**CHALLENGE**: Write out the data below word for word, beginning at the line that has "Could you please locate the green flower" and stopping after the last line of the data.

**MATERIAL TO PROCESS**:
________________________

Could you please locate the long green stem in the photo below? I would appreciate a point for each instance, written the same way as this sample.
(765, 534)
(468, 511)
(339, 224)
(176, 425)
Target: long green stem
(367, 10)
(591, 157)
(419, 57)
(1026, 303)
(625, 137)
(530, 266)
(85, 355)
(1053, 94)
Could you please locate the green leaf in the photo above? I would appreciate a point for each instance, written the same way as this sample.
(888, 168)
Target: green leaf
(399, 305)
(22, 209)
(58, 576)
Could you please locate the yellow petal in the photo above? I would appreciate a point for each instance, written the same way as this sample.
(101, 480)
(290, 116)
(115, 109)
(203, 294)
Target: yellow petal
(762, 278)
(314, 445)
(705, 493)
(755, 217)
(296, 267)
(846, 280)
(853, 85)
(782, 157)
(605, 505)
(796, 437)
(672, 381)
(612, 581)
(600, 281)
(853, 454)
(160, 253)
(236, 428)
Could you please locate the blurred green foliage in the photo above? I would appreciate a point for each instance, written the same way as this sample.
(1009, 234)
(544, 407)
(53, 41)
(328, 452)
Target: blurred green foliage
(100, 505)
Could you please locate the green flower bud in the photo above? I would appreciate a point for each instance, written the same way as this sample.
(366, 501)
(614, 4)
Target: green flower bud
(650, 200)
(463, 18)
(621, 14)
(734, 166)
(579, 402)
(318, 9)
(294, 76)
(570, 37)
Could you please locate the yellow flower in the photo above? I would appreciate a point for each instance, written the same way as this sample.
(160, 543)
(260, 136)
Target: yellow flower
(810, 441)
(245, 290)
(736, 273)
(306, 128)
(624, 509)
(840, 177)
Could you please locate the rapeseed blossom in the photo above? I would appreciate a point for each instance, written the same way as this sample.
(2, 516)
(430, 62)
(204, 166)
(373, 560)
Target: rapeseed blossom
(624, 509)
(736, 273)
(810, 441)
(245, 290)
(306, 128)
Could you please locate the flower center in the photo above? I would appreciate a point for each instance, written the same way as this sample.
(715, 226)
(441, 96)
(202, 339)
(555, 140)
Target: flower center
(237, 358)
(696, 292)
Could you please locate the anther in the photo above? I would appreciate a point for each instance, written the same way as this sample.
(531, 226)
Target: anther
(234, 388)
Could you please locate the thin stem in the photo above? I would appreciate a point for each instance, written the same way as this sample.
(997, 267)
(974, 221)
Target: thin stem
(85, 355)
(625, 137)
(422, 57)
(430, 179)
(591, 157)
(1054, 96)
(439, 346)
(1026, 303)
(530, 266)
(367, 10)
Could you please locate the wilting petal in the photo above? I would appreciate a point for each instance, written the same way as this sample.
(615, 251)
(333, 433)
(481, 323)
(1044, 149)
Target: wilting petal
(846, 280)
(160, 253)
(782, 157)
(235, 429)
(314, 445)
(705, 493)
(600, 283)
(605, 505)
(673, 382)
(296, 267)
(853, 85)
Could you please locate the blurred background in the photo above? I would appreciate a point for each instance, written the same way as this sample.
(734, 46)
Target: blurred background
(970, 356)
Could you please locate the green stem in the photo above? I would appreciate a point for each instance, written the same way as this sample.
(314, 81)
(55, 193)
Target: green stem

________________________

**THE OUTPUT**:
Could you please locate the green flower bud in the photo above? I would appreciate a point for each instance, written the same way as this sample.
(366, 501)
(614, 4)
Target: green flower bud
(650, 200)
(463, 18)
(621, 14)
(734, 166)
(579, 402)
(318, 9)
(294, 76)
(570, 37)
Could you please locate the yellow flower in the photo above? I would appreciate a point for each instance, written the same way as this sample.
(160, 543)
(260, 136)
Target: yellow flower
(810, 441)
(245, 290)
(736, 273)
(306, 128)
(624, 509)
(840, 177)
Could you please locate the rapeseed blossom in the photo above? I would appreciate a point for each instance, written the same way as this sample.
(2, 516)
(430, 62)
(204, 166)
(373, 560)
Target: rapeseed blossom
(624, 509)
(736, 273)
(810, 441)
(245, 290)
(306, 128)
Could you please locate the flower center in the photo above? I would appreciate a point for each instance, written the same way as this sample.
(715, 226)
(441, 96)
(202, 339)
(555, 140)
Target: flower center
(237, 358)
(696, 292)
Could you please locate the anther in the photo above? I would appreciate a point for each instance, written the same way as this sample.
(531, 226)
Target: anther
(234, 388)
Could you please locate the thin stem in the photo above? I would appreciate a point for each instance, written the same way as this sample.
(997, 267)
(974, 221)
Target: thin stem
(85, 355)
(625, 137)
(422, 57)
(430, 179)
(591, 157)
(1054, 96)
(439, 346)
(1026, 303)
(530, 266)
(367, 10)
Could you please locate the wilting petal in the photo above? I would appreciate a point for each instance, written the same way as this sample.
(615, 251)
(333, 433)
(481, 323)
(1044, 149)
Target: wilting petal
(846, 280)
(160, 253)
(782, 157)
(235, 429)
(314, 445)
(705, 493)
(600, 283)
(605, 505)
(673, 382)
(296, 267)
(853, 85)
Could you please locate the blurred background in the photo above? I would appreciate a point for each instance, written the same way as this sample.
(734, 46)
Target: blurred background
(970, 356)
Could you please locate the green stem in the photo above? I would appreciate a point for each instance, written the same way as this sample.
(314, 81)
(55, 193)
Target: green stem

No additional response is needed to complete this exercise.